## To do
Rewrite the data below so that every "Reviewer note" becomes "Annotator note", leaving all other text unchanged and omitting the pictures.

## Collected data entries
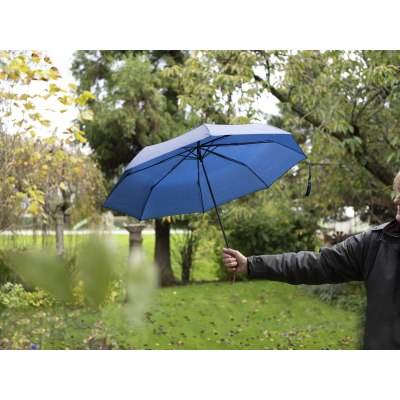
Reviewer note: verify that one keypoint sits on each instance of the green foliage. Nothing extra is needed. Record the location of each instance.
(16, 297)
(351, 296)
(137, 105)
(347, 99)
(95, 284)
(247, 315)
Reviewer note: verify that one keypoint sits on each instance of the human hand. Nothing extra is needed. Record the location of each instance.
(234, 261)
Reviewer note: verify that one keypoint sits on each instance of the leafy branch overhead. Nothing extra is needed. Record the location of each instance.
(349, 98)
(27, 160)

## Full output
Annotator note: verify that one keypoint sits on each instance of the green foliage. Nothing extra is needed. Record the location of each instance.
(16, 297)
(351, 296)
(137, 105)
(347, 99)
(95, 284)
(247, 315)
Annotator note: verify that one keypoint sits on each instance of the human hand. Nothing extra is needed. Record the location of each instance.
(234, 261)
Annotator note: verify that one keypoint sits on each instance of the leafy branch overhead. Nothing extra is needed. Record the location of each instance.
(349, 98)
(27, 160)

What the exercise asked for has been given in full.